● EXERCISE DESCRIPTION: Repeat the listing below line by line, exactly, leaving its pictures behind.

(Beginning of DATASET CONTENT)

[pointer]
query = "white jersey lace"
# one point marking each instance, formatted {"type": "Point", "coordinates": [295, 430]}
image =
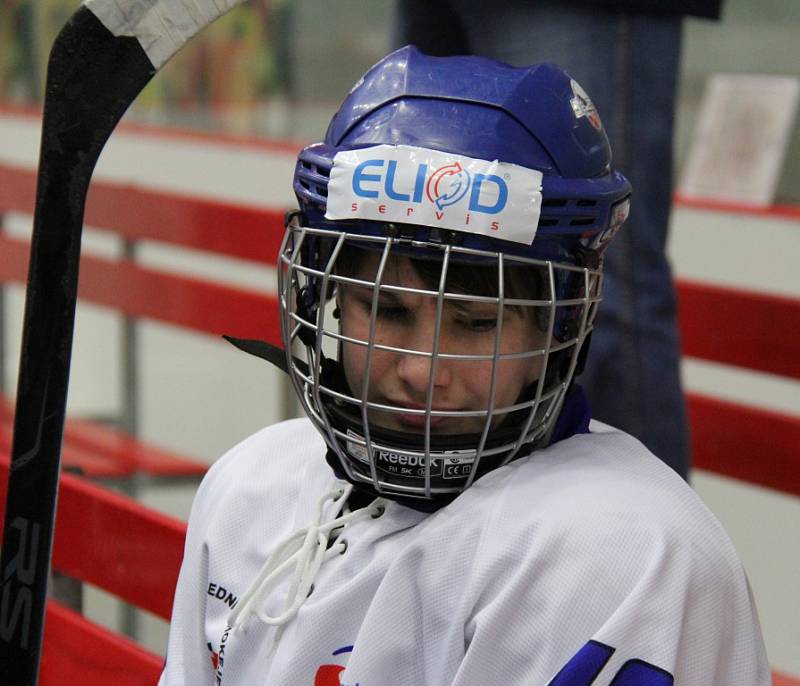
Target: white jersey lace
{"type": "Point", "coordinates": [305, 550]}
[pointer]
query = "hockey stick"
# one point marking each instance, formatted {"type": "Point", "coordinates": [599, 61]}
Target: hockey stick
{"type": "Point", "coordinates": [99, 63]}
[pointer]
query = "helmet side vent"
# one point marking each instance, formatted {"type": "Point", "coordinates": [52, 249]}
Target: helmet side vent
{"type": "Point", "coordinates": [554, 202]}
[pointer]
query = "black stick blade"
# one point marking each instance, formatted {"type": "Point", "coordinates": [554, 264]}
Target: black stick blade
{"type": "Point", "coordinates": [92, 78]}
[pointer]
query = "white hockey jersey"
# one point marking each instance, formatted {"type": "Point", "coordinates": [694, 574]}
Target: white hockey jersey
{"type": "Point", "coordinates": [587, 563]}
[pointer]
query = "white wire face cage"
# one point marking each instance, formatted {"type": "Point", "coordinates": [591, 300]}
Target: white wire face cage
{"type": "Point", "coordinates": [425, 365]}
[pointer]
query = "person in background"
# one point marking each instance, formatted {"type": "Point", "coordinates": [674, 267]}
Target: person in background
{"type": "Point", "coordinates": [626, 53]}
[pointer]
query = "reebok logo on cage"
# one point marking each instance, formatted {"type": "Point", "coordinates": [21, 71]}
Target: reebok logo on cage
{"type": "Point", "coordinates": [413, 185]}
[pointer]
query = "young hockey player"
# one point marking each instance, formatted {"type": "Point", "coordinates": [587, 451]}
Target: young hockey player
{"type": "Point", "coordinates": [447, 514]}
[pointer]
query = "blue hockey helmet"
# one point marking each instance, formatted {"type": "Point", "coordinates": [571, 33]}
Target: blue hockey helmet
{"type": "Point", "coordinates": [468, 164]}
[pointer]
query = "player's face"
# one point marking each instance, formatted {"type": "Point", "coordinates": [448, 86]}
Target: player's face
{"type": "Point", "coordinates": [408, 321]}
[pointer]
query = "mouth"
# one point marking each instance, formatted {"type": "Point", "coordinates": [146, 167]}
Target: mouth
{"type": "Point", "coordinates": [418, 420]}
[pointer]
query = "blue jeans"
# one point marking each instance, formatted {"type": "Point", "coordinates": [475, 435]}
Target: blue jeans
{"type": "Point", "coordinates": [628, 63]}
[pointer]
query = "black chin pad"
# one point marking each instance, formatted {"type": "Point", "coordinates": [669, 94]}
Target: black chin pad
{"type": "Point", "coordinates": [266, 351]}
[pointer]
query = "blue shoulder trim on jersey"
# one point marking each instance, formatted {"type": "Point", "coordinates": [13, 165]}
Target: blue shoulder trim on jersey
{"type": "Point", "coordinates": [574, 417]}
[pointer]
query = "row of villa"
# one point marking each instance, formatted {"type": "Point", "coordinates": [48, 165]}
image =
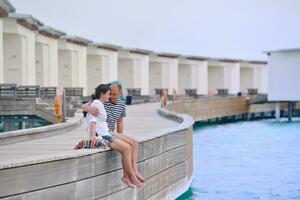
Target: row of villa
{"type": "Point", "coordinates": [34, 54]}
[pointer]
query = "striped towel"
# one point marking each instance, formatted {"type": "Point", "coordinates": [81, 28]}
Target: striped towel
{"type": "Point", "coordinates": [93, 144]}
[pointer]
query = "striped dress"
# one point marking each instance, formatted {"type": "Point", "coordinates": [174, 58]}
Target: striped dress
{"type": "Point", "coordinates": [114, 112]}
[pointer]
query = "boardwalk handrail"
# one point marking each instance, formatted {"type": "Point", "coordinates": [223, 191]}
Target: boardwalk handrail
{"type": "Point", "coordinates": [8, 91]}
{"type": "Point", "coordinates": [29, 92]}
{"type": "Point", "coordinates": [48, 92]}
{"type": "Point", "coordinates": [74, 91]}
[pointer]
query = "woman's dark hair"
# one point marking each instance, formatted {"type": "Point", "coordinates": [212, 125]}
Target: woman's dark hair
{"type": "Point", "coordinates": [101, 89]}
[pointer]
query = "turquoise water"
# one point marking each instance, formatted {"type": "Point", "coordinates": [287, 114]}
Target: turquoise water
{"type": "Point", "coordinates": [17, 122]}
{"type": "Point", "coordinates": [246, 160]}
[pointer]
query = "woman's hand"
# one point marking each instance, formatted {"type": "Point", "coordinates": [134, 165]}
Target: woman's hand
{"type": "Point", "coordinates": [93, 111]}
{"type": "Point", "coordinates": [99, 138]}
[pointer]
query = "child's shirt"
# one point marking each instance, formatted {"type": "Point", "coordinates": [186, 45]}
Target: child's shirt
{"type": "Point", "coordinates": [100, 120]}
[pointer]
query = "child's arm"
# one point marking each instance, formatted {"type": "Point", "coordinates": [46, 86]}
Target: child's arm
{"type": "Point", "coordinates": [92, 131]}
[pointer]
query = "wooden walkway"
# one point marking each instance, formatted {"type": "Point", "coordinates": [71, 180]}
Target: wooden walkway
{"type": "Point", "coordinates": [141, 122]}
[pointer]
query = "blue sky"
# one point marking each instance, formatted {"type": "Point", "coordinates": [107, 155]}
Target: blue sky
{"type": "Point", "coordinates": [216, 28]}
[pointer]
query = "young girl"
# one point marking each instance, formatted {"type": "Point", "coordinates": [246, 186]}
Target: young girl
{"type": "Point", "coordinates": [98, 126]}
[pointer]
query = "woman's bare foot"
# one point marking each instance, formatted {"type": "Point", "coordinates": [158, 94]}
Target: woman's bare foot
{"type": "Point", "coordinates": [136, 182]}
{"type": "Point", "coordinates": [127, 181]}
{"type": "Point", "coordinates": [141, 179]}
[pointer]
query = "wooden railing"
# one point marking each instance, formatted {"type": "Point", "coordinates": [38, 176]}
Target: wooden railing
{"type": "Point", "coordinates": [8, 91]}
{"type": "Point", "coordinates": [29, 92]}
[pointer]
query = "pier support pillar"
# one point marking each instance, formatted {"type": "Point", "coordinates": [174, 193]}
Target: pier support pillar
{"type": "Point", "coordinates": [290, 110]}
{"type": "Point", "coordinates": [277, 110]}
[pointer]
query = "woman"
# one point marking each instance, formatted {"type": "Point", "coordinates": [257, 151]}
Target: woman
{"type": "Point", "coordinates": [98, 126]}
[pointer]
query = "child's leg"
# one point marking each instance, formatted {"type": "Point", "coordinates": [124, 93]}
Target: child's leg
{"type": "Point", "coordinates": [92, 130]}
{"type": "Point", "coordinates": [125, 149]}
{"type": "Point", "coordinates": [134, 146]}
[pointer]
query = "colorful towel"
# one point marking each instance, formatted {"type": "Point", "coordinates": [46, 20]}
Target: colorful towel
{"type": "Point", "coordinates": [93, 144]}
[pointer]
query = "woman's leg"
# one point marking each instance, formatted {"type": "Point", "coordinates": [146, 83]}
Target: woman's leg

(End of DATASET CONTENT)

● EXPECTED ANSWER:
[pointer]
query = "white jersey lace"
# one point marking each instance, formatted {"type": "Point", "coordinates": [295, 430]}
image =
Target: white jersey lace
{"type": "Point", "coordinates": [305, 550]}
[pointer]
query = "hockey stick"
# one point marking each instance, formatted {"type": "Point", "coordinates": [599, 61]}
Target: hockey stick
{"type": "Point", "coordinates": [99, 63]}
[pointer]
query = "helmet side vent"
# one point marking each instance, formatted {"type": "Point", "coordinates": [52, 249]}
Target: helmet side vent
{"type": "Point", "coordinates": [554, 202]}
[pointer]
query = "black stick blade"
# one point marking each instance, formatted {"type": "Point", "coordinates": [554, 264]}
Target: black stick blade
{"type": "Point", "coordinates": [92, 78]}
[pointer]
query = "white hockey jersey"
# one point marking each instance, formatted {"type": "Point", "coordinates": [694, 574]}
Target: white hockey jersey
{"type": "Point", "coordinates": [587, 563]}
[pointer]
query = "white wire face cage"
# one point marking each instance, formatted {"type": "Point", "coordinates": [591, 300]}
Target: white wire face cage
{"type": "Point", "coordinates": [425, 365]}
[pointer]
query = "person in background"
# one point marking each instance, formatted {"type": "Point", "coordinates": [674, 267]}
Target: person in background
{"type": "Point", "coordinates": [626, 53]}
[pointer]
query = "reebok logo on cage"
# one point marking each instance, formatted {"type": "Point", "coordinates": [21, 71]}
Target: reebok logo on cage
{"type": "Point", "coordinates": [413, 185]}
[pointer]
query = "young hockey player"
# one point marking each instance, formatted {"type": "Point", "coordinates": [587, 451]}
Target: young hockey player
{"type": "Point", "coordinates": [447, 514]}
[pointer]
query = "blue hockey helmet"
# one point marking each instance, formatted {"type": "Point", "coordinates": [571, 33]}
Target: blue hockey helmet
{"type": "Point", "coordinates": [468, 164]}
[pointer]
query = "player's face"
# one point marking each instance, formatted {"type": "Point", "coordinates": [448, 86]}
Target: player's face
{"type": "Point", "coordinates": [408, 321]}
[pointer]
query = "mouth"
# one point marking each instance, formatted {"type": "Point", "coordinates": [146, 167]}
Target: mouth
{"type": "Point", "coordinates": [418, 420]}
[pointer]
query = "blue jeans"
# one point marking each instance, formatted {"type": "Point", "coordinates": [475, 435]}
Target: blue jeans
{"type": "Point", "coordinates": [628, 63]}
[pointer]
query = "black chin pad"
# one point marking each instance, formatted {"type": "Point", "coordinates": [669, 94]}
Target: black chin pad
{"type": "Point", "coordinates": [266, 351]}
[pointer]
query = "blue shoulder trim on jersey"
# one point marking each instance, formatted {"type": "Point", "coordinates": [13, 165]}
Target: blue shoulder trim on jersey
{"type": "Point", "coordinates": [574, 417]}
[pointer]
query = "row of villa"
# one point marking each instance, formatted {"type": "Point", "coordinates": [48, 165]}
image =
Target: row of villa
{"type": "Point", "coordinates": [34, 54]}
[pointer]
query = "striped towel"
# one point marking each instance, formatted {"type": "Point", "coordinates": [81, 28]}
Target: striped towel
{"type": "Point", "coordinates": [93, 144]}
[pointer]
query = "striped dress"
# one point marking each instance, formatted {"type": "Point", "coordinates": [174, 58]}
Target: striped dress
{"type": "Point", "coordinates": [114, 112]}
[pointer]
query = "boardwalk handrail"
# one point marking each instance, formatted {"type": "Point", "coordinates": [223, 191]}
Target: boardwalk handrail
{"type": "Point", "coordinates": [8, 91]}
{"type": "Point", "coordinates": [29, 92]}
{"type": "Point", "coordinates": [48, 92]}
{"type": "Point", "coordinates": [74, 91]}
[pointer]
query = "woman's dark hair"
# one point marking each instance, formatted {"type": "Point", "coordinates": [212, 125]}
Target: woman's dark hair
{"type": "Point", "coordinates": [101, 89]}
[pointer]
query = "turquoise water"
# one point marking each instance, formatted {"type": "Point", "coordinates": [287, 114]}
Target: turquoise water
{"type": "Point", "coordinates": [17, 122]}
{"type": "Point", "coordinates": [246, 160]}
[pointer]
query = "woman's hand"
# one point marking each instance, formatted {"type": "Point", "coordinates": [134, 165]}
Target: woman's hand
{"type": "Point", "coordinates": [93, 111]}
{"type": "Point", "coordinates": [99, 138]}
[pointer]
query = "child's shirt"
# one point marking each instance, formatted {"type": "Point", "coordinates": [186, 45]}
Target: child's shirt
{"type": "Point", "coordinates": [100, 120]}
[pointer]
query = "child's arm"
# one point marking each instance, formatted {"type": "Point", "coordinates": [46, 86]}
Target: child's arm
{"type": "Point", "coordinates": [92, 131]}
[pointer]
query = "wooden walkway"
# one point marking each instance, formatted {"type": "Point", "coordinates": [71, 180]}
Target: wooden walkway
{"type": "Point", "coordinates": [141, 122]}
[pointer]
query = "blue sky"
# one point marking each instance, formatted {"type": "Point", "coordinates": [107, 155]}
Target: blue sky
{"type": "Point", "coordinates": [216, 28]}
[pointer]
query = "young girl"
# one point marking each instance, formatted {"type": "Point", "coordinates": [246, 186]}
Target: young girl
{"type": "Point", "coordinates": [98, 126]}
[pointer]
query = "woman's bare foot"
# one point marking each instance, formatted {"type": "Point", "coordinates": [158, 94]}
Target: woman's bare foot
{"type": "Point", "coordinates": [136, 182]}
{"type": "Point", "coordinates": [127, 181]}
{"type": "Point", "coordinates": [141, 179]}
[pointer]
query = "wooden railing"
# one point marking each instance, formatted {"type": "Point", "coordinates": [38, 176]}
Target: wooden railing
{"type": "Point", "coordinates": [8, 91]}
{"type": "Point", "coordinates": [29, 92]}
[pointer]
query = "pier support pillar"
# one point marking each instance, formatted {"type": "Point", "coordinates": [174, 193]}
Target: pier support pillar
{"type": "Point", "coordinates": [290, 110]}
{"type": "Point", "coordinates": [277, 110]}
[pointer]
query = "woman"
# one point marking each instance, formatted {"type": "Point", "coordinates": [257, 151]}
Target: woman
{"type": "Point", "coordinates": [98, 126]}
[pointer]
query = "child's leg"
# one point marking each instance, formatted {"type": "Point", "coordinates": [124, 93]}
Target: child's leg
{"type": "Point", "coordinates": [92, 130]}
{"type": "Point", "coordinates": [125, 149]}
{"type": "Point", "coordinates": [134, 146]}
[pointer]
query = "colorful towel"
# one point marking each instance, formatted {"type": "Point", "coordinates": [46, 20]}
Target: colorful towel
{"type": "Point", "coordinates": [93, 144]}
[pointer]
query = "woman's leg"
# one point marking each instance, formatted {"type": "Point", "coordinates": [146, 83]}
Target: woman's leg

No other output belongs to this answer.